PROBLEM DETAILS — Give back exactly the lines from the one that includes "Please mark the wispy" to the last line below, both included, and no further lines.

[Stored data entries]
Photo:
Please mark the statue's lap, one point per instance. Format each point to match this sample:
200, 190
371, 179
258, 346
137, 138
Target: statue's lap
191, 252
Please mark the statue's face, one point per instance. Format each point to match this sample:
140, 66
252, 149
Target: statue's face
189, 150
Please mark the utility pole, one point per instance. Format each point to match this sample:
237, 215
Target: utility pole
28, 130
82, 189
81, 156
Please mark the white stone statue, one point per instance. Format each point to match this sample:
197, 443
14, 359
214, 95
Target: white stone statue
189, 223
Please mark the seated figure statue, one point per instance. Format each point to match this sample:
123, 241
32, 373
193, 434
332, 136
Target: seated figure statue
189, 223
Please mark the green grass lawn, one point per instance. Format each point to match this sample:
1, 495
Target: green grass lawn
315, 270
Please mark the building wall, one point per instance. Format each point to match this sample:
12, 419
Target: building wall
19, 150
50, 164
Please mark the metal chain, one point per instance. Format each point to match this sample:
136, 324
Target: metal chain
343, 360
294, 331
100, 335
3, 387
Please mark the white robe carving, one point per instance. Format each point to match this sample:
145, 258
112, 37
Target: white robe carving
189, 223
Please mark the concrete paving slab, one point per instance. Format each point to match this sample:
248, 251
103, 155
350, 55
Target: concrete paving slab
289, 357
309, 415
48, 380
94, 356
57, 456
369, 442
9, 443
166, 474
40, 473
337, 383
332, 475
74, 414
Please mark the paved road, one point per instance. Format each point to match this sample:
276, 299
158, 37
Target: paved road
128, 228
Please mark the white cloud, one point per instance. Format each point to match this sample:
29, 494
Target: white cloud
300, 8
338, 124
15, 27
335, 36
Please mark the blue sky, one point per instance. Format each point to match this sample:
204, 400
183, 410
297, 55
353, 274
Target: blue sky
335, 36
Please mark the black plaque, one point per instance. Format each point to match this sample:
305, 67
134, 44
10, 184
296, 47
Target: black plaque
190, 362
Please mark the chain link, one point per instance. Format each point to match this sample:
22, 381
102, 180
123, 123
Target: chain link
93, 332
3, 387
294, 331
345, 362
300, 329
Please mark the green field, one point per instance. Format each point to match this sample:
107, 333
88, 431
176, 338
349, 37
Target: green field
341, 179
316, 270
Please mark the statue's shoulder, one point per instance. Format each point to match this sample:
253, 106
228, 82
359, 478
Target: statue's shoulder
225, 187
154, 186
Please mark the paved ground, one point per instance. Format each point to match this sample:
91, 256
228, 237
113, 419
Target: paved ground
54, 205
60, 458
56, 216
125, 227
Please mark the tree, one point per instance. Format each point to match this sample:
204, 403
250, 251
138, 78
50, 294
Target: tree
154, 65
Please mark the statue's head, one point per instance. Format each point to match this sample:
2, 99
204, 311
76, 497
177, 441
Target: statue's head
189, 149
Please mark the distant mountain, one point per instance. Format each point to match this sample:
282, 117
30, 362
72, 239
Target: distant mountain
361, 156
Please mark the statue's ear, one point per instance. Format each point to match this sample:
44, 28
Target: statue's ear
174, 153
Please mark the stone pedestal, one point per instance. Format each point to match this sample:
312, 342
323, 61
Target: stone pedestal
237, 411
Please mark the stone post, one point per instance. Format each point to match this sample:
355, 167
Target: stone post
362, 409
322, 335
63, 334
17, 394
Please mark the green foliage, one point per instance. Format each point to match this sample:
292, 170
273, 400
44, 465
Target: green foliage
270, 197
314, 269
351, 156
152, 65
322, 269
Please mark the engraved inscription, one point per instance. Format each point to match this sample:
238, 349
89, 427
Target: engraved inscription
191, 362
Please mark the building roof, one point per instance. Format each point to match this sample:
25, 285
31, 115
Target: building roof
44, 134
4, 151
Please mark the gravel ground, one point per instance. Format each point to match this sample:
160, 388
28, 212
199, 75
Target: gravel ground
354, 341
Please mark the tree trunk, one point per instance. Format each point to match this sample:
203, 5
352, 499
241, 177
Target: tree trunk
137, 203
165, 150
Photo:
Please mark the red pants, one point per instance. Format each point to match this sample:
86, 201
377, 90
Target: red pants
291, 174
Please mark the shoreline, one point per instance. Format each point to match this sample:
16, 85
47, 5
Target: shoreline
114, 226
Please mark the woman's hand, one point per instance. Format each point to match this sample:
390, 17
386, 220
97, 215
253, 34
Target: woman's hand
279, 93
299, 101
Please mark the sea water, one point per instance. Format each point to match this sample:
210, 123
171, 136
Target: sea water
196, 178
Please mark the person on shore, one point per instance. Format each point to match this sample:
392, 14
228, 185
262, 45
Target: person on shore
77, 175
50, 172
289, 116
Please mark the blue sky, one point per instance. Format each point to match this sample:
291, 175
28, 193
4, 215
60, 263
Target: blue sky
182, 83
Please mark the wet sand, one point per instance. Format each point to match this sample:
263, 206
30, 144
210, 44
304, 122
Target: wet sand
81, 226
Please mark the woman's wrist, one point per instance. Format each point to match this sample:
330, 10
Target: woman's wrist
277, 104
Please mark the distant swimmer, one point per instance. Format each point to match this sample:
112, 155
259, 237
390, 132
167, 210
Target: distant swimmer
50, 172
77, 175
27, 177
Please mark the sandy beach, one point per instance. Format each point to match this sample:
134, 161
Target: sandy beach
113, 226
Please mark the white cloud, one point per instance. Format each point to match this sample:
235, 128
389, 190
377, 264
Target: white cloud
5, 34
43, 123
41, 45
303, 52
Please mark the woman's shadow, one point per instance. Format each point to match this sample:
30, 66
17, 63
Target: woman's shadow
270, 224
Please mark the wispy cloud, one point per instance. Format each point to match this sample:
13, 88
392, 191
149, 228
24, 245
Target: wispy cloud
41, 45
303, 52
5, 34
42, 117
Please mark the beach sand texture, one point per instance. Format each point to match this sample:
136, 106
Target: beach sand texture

FINAL ANSWER —
Please mark the wispy cloud, one point per instance. Format each point to match this sample:
13, 88
392, 191
149, 228
24, 245
Target: wispy cloud
41, 45
303, 52
5, 34
42, 117
Please mark the beach sand texture, one point per instance. Format each point to match this sample:
136, 106
Target: beach sand texture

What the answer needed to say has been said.